### Record set
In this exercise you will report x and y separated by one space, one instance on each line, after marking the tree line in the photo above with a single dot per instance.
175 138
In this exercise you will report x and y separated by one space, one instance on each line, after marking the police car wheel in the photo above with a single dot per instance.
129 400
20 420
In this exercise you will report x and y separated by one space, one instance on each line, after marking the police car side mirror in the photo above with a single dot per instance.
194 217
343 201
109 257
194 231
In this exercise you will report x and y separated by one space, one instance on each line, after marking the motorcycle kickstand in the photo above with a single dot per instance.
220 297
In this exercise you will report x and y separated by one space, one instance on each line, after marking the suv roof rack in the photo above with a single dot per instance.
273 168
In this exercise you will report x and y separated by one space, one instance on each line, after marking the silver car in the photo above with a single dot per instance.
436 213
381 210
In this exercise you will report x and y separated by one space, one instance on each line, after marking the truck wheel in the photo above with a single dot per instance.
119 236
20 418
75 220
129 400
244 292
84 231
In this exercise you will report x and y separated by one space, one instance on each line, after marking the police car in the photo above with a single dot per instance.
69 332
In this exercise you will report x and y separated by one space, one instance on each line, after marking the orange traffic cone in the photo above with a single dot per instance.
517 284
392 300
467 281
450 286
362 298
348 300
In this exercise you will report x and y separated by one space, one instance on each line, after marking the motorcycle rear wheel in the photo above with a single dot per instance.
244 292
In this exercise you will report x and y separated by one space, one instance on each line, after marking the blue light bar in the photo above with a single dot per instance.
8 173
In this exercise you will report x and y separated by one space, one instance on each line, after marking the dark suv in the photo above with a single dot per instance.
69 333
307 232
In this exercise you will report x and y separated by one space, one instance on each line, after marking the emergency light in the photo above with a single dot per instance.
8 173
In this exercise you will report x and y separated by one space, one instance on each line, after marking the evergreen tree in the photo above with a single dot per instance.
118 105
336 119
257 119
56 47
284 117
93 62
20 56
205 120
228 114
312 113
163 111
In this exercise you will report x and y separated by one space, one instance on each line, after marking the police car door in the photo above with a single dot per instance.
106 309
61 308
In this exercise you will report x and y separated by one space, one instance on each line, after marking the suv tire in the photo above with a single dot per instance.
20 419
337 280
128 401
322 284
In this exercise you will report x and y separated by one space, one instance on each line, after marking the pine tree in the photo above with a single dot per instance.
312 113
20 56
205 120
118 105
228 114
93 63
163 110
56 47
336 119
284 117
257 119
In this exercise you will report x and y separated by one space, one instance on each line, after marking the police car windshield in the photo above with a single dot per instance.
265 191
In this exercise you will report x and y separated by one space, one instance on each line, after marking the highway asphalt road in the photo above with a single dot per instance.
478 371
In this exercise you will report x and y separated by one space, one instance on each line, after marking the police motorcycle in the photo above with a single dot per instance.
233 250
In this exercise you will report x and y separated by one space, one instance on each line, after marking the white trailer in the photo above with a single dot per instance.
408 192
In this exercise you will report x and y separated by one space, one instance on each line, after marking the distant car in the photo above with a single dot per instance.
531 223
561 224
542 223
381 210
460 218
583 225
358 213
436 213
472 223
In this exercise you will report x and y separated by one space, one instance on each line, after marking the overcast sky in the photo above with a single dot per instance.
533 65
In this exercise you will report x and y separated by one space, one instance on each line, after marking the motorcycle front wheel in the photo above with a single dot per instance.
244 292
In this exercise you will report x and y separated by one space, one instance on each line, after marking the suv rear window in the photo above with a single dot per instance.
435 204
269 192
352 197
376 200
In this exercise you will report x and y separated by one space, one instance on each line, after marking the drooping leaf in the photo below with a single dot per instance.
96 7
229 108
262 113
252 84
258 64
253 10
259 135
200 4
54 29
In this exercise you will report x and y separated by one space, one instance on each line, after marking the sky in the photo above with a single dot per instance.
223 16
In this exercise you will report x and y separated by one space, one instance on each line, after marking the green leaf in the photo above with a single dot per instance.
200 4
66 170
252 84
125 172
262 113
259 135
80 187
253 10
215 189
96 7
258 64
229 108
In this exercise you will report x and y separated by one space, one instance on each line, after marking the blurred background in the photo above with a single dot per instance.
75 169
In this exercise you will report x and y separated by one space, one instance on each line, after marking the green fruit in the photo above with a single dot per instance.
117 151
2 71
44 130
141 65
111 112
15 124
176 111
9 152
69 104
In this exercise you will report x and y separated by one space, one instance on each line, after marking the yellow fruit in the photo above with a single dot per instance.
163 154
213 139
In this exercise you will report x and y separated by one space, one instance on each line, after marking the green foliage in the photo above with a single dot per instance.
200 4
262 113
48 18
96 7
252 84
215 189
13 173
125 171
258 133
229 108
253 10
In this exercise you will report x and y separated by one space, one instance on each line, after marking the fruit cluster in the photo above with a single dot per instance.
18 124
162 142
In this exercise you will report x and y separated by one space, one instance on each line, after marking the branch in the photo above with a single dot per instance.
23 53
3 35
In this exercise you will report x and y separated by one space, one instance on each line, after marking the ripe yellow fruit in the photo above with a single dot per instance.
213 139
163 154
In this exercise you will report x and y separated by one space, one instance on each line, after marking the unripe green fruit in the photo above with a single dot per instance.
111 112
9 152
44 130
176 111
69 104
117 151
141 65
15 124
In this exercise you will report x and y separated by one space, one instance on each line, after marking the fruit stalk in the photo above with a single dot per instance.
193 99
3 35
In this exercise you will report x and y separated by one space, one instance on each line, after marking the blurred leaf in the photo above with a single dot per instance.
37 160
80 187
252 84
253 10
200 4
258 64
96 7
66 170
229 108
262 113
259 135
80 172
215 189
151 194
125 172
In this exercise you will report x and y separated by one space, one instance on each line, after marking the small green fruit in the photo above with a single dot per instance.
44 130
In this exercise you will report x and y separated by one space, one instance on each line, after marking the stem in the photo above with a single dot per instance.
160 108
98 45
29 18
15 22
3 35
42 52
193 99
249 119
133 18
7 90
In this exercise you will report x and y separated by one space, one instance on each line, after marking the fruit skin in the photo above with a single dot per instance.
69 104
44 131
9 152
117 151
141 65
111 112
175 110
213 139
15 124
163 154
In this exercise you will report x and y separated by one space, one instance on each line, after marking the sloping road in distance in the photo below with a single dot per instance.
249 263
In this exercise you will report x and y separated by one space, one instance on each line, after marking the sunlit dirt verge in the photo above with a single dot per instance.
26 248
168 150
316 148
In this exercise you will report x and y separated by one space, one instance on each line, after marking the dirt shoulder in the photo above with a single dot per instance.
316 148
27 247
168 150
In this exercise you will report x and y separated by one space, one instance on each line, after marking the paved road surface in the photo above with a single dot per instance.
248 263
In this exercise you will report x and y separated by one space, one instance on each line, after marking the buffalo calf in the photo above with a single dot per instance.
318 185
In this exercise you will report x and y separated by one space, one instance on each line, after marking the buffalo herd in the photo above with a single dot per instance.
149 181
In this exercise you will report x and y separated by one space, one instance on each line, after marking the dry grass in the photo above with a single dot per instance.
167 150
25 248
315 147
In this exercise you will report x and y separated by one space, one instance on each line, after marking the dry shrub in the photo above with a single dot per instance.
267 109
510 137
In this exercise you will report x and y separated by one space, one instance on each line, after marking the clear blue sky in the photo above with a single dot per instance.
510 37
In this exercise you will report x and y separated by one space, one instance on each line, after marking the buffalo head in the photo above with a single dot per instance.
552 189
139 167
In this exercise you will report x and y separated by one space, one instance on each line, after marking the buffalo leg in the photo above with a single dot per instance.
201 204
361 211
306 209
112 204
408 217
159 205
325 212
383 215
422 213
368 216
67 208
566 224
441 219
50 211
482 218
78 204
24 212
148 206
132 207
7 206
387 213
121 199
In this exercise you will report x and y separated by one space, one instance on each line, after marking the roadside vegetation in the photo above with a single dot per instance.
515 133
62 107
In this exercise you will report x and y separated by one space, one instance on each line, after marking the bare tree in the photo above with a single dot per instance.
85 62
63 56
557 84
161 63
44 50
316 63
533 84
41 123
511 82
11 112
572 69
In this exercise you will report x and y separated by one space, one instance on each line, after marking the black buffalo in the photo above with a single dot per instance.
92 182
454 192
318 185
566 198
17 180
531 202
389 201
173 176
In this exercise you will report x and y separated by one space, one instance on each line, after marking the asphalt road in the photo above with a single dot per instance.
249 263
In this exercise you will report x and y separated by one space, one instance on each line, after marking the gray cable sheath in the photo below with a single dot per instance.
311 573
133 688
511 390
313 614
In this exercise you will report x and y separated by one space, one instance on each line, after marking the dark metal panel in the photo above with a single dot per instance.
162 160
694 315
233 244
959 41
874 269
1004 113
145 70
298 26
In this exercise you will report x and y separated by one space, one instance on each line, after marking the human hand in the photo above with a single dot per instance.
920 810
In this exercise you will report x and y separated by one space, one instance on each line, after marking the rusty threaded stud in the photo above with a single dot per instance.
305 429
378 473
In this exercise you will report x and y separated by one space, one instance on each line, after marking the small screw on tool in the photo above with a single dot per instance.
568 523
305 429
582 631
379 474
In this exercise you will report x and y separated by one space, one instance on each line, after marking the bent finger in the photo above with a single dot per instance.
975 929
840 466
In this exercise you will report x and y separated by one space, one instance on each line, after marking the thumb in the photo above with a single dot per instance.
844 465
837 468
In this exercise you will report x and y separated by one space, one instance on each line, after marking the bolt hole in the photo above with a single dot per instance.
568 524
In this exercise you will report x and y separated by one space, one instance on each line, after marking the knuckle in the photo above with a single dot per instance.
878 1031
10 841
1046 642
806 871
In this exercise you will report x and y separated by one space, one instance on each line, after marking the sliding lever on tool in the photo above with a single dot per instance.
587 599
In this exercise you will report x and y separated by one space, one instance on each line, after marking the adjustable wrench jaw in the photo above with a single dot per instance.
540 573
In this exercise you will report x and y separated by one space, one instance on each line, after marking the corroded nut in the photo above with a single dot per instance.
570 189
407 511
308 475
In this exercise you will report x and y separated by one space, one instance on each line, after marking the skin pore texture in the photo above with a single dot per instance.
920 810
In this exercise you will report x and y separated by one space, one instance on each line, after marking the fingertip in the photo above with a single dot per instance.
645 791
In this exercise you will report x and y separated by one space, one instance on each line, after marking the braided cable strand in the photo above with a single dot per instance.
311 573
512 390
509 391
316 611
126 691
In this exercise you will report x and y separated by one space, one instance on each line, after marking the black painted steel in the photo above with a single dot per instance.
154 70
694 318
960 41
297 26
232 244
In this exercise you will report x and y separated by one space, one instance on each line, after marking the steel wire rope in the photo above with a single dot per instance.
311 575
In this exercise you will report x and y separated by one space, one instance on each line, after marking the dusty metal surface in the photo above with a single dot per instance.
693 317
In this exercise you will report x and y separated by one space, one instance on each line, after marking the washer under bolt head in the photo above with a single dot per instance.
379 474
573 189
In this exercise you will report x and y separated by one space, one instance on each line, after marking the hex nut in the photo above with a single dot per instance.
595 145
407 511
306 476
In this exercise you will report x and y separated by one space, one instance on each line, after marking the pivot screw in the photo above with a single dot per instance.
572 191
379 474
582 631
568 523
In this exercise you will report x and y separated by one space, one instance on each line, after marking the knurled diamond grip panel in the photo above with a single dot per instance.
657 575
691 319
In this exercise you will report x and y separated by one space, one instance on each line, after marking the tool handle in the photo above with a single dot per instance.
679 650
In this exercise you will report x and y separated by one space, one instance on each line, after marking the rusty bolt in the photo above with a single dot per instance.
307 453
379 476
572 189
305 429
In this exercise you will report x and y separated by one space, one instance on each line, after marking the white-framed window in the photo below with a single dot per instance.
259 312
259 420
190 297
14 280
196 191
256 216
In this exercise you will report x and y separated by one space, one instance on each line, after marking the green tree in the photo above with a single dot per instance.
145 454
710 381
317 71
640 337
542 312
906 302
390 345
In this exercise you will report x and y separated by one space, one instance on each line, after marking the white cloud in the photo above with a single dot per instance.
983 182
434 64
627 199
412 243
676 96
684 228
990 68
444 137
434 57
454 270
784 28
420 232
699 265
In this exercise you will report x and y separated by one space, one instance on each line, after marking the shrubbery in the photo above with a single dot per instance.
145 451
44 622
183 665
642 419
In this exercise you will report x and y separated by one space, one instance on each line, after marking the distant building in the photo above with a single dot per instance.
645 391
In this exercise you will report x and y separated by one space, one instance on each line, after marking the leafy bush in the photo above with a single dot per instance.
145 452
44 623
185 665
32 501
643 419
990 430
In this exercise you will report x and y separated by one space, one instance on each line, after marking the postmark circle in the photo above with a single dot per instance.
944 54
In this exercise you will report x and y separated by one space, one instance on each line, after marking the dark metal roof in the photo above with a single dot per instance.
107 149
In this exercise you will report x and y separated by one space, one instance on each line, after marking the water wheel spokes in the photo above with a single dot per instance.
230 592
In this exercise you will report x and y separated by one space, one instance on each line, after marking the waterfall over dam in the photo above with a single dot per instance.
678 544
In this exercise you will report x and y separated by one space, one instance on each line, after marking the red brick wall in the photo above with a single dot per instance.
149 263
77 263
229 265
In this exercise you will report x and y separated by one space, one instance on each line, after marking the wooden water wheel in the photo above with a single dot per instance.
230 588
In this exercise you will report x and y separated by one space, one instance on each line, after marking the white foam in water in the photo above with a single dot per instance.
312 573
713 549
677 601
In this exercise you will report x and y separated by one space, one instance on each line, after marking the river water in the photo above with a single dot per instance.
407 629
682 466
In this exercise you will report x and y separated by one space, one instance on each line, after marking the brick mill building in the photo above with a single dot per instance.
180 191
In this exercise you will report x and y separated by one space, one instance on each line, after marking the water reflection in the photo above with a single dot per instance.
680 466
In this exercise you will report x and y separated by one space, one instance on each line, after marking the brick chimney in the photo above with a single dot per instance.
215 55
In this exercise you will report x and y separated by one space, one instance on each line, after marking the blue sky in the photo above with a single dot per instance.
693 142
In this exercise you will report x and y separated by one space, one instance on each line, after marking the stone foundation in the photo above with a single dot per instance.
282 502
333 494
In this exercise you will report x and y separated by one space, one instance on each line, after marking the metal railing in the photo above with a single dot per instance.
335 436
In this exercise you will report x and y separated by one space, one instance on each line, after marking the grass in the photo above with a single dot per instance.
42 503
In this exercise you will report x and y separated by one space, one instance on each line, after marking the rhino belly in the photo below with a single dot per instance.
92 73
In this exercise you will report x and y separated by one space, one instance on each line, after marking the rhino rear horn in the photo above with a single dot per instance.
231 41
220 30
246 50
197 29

### Task objective
Write out exactly the final stretch of the records: the line containing "marking the metal" and every line after it, through the last, and nothing else.

### Solution
In this exercise you will report x and y separated by one space, one instance on each line, after marking the metal railing in the photo above with a single dot per instance.
335 436
In this exercise you will report x and y separated by one space, one instance on each line, after marking the grass in the photo above with a single dot per instance.
42 503
In this exercise you will report x and y separated by one space, one instance on each line, after marking the rhino belly in the photo below with a single dot per instance.
92 73
In this exercise you will report x and y separated by one space, one instance on each line, after marking the rhino rear horn in the photo above with a single dot per instance.
231 41
220 30
246 50
197 29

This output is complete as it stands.